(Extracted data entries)
______________________________

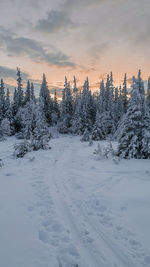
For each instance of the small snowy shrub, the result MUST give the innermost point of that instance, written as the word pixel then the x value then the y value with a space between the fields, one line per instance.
pixel 86 136
pixel 90 141
pixel 104 152
pixel 5 127
pixel 22 148
pixel 1 163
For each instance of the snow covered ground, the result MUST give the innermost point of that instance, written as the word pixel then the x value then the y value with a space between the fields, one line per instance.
pixel 64 208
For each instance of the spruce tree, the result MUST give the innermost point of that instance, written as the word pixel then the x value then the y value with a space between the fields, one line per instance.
pixel 134 141
pixel 2 100
pixel 125 94
pixel 47 101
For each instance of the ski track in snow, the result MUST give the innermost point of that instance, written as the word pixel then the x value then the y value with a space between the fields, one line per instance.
pixel 75 222
pixel 85 242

______________________________

● **Problem description**:
Copy exactly the lines from the one containing "For each instance of the snow" through the last line of the records, both included, and nothing else.

● **Reply to the task**:
For each instance of the snow covered ground, the result MUST give the innermost point of that instance, written as the word pixel then the x value then the y value with a space between the fields, one line per instance.
pixel 64 208
For each instance of the spruce tree, the result MUST give the innermost point of that instance, written as the word pixel then the x value then the y value with a space between the fields, one line per instance.
pixel 134 141
pixel 2 100
pixel 125 94
pixel 47 101
For each instance of the ski track in snow, the result MUST give the innermost point of that instance, written as the word pixel then the x value then the y value with a space between the fields, one line per instance.
pixel 75 222
pixel 85 242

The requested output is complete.